(Information provided)

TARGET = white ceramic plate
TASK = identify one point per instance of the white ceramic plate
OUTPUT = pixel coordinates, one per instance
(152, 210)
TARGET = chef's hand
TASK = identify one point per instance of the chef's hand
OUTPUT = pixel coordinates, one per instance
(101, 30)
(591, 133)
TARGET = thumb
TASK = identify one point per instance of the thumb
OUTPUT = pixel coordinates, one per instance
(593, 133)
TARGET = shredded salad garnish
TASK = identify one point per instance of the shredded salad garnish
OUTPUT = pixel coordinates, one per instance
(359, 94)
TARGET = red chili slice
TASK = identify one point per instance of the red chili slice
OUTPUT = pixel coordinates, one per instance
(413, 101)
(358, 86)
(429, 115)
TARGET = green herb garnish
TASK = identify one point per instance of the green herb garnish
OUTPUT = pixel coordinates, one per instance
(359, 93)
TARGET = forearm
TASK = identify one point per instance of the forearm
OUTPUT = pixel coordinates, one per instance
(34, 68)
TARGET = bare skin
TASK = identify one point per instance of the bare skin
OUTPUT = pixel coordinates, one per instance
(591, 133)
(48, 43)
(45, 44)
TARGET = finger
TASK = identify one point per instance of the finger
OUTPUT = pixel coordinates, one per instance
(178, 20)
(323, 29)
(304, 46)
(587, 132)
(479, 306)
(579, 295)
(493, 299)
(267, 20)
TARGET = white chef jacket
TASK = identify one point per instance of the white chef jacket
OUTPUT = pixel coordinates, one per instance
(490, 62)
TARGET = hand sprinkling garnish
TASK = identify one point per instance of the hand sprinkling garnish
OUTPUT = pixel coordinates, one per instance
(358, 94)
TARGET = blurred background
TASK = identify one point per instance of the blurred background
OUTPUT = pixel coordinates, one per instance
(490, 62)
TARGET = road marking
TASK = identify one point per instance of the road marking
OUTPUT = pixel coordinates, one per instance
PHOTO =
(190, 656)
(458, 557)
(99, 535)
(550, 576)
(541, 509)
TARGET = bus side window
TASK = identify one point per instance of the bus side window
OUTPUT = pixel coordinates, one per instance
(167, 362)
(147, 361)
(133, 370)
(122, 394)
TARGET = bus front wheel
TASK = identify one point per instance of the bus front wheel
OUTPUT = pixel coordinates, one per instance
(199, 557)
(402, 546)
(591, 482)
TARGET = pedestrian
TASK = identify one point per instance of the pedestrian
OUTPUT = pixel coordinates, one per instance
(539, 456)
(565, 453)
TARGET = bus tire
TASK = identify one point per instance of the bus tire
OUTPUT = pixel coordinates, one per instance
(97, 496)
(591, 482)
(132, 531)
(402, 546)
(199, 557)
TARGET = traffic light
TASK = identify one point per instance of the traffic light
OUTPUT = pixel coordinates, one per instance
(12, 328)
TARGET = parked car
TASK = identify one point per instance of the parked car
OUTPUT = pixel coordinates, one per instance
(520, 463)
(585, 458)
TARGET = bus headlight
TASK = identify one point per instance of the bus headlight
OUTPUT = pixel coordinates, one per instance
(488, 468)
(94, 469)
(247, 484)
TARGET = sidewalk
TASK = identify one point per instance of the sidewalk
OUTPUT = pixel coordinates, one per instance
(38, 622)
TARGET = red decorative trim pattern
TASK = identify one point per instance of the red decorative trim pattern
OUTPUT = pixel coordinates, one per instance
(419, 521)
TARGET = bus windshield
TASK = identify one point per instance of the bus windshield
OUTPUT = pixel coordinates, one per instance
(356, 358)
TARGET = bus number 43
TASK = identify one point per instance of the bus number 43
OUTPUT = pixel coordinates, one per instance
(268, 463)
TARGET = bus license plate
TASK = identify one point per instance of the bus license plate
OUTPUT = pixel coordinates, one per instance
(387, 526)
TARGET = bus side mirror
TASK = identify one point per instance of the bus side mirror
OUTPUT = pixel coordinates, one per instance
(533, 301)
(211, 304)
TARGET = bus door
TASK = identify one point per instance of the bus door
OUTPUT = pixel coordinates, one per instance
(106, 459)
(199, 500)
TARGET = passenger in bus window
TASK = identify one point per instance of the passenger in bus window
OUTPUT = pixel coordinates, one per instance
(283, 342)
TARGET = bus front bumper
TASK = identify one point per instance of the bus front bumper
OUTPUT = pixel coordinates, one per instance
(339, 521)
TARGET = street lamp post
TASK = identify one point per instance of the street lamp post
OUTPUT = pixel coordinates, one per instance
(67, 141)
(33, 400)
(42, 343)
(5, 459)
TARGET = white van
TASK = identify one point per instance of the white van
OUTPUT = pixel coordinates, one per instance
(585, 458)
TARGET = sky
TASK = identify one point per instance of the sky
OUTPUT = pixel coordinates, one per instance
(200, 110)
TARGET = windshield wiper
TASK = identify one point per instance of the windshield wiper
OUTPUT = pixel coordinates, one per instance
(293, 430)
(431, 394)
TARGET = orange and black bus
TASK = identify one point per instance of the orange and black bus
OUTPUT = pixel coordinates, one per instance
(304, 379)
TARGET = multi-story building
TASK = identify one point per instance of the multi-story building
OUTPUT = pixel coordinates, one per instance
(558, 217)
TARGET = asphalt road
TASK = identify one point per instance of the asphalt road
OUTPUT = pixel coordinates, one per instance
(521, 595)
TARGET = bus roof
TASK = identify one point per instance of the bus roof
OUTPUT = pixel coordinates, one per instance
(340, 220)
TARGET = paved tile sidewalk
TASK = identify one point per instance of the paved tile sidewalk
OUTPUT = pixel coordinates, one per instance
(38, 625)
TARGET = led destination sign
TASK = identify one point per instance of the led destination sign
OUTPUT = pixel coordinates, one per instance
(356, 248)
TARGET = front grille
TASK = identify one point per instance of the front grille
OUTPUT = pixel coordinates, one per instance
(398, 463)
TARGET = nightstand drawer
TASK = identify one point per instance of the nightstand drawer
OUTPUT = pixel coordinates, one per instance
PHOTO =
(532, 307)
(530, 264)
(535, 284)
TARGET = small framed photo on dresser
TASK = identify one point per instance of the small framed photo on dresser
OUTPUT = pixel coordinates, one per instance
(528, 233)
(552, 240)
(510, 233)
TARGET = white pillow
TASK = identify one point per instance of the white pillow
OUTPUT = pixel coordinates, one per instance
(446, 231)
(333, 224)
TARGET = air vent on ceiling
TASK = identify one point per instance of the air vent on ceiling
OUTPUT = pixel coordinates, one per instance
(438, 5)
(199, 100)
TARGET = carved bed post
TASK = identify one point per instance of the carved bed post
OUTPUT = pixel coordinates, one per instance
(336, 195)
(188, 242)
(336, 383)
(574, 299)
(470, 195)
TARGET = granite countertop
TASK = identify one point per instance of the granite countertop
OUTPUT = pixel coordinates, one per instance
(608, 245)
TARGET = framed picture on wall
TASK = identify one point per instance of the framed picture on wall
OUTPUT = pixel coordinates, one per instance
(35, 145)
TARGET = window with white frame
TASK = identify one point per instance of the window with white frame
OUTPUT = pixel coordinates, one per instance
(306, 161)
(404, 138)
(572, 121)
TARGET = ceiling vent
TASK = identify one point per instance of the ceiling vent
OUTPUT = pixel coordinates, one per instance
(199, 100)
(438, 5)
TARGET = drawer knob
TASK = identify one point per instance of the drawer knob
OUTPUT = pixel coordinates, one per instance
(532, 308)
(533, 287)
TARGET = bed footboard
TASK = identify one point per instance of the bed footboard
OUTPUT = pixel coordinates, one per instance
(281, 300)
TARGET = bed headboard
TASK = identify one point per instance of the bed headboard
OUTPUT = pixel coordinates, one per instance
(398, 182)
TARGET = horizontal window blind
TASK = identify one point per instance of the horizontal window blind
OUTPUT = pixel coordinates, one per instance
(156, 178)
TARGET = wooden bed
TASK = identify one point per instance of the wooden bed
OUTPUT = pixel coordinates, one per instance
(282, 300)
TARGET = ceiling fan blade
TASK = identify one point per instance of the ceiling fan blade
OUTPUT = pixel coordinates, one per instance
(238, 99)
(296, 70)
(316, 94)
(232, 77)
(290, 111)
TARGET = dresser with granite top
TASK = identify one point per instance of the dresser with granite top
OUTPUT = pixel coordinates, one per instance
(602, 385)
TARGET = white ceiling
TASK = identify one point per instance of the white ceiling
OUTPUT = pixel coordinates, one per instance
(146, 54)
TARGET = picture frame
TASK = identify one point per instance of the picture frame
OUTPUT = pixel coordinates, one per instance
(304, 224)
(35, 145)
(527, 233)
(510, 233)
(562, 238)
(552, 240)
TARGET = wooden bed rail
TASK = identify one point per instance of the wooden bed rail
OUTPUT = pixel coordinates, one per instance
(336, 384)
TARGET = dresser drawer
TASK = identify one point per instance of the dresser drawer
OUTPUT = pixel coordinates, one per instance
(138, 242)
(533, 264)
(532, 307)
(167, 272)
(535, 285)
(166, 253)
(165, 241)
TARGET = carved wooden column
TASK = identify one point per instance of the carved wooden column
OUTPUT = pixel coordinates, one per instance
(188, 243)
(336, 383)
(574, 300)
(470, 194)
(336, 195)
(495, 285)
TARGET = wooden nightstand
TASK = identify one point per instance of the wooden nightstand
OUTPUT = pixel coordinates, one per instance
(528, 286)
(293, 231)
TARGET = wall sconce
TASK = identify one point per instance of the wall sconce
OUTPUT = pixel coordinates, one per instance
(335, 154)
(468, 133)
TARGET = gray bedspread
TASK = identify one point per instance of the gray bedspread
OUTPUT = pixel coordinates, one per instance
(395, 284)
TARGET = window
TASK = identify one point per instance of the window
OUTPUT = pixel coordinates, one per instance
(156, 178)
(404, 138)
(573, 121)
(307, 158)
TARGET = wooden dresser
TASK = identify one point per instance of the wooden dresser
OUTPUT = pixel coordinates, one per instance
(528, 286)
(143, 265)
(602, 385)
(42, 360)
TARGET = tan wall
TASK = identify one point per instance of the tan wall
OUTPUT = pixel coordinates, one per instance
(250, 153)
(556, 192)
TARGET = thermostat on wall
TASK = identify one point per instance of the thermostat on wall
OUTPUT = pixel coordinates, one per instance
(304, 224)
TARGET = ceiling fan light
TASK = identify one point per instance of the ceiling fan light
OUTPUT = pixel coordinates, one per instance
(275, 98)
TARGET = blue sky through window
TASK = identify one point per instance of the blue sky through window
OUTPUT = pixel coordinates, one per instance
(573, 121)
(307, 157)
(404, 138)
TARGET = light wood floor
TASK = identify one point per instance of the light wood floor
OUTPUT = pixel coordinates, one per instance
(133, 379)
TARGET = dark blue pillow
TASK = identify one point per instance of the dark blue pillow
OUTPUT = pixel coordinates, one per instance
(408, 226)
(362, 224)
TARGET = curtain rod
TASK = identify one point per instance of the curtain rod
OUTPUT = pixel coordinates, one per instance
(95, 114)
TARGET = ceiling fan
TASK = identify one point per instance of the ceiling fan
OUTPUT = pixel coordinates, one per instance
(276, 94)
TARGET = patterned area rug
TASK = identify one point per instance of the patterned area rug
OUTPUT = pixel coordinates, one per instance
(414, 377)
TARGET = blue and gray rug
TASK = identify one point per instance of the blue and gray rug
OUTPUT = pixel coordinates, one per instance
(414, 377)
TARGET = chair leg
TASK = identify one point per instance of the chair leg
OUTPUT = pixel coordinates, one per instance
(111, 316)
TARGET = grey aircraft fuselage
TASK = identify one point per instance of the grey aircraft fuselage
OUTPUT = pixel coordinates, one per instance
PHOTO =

(End Information provided)

Task details: With the entries above as the source, set down exactly the lines from the one holding "TARGET = light wood floor" through the last line, both ends included.

Written answer:
TARGET = light wood floor
TASK = identify one point per instance of the light wood floor
OUTPUT = pixel coordinates, one per instance
(133, 379)
TARGET = dark blue pillow
TASK = identify one point per instance of the dark blue pillow
OUTPUT = pixel coordinates, one per instance
(408, 226)
(362, 224)
TARGET = curtain rod
TASK = identify one point per instance of the curtain rod
OUTPUT = pixel coordinates, one per instance
(95, 114)
TARGET = ceiling fan
TASK = identify one point per instance of the ceiling fan
OUTPUT = pixel coordinates, one per instance
(276, 94)
TARGET = patterned area rug
TASK = identify one point per instance of the patterned area rug
OUTPUT = pixel coordinates, one per instance
(414, 377)
TARGET = blue and gray rug
TASK = identify one point per instance of the blue and gray rug
OUTPUT = pixel coordinates, one per instance
(414, 377)
TARGET = chair leg
TASK = identify one point per instance of the chair leg
OUTPUT = pixel coordinates, one per instance
(111, 316)
TARGET = grey aircraft fuselage
TASK = identify one point per instance of the grey aircraft fuselage
OUTPUT = pixel coordinates, one per instance
PHOTO =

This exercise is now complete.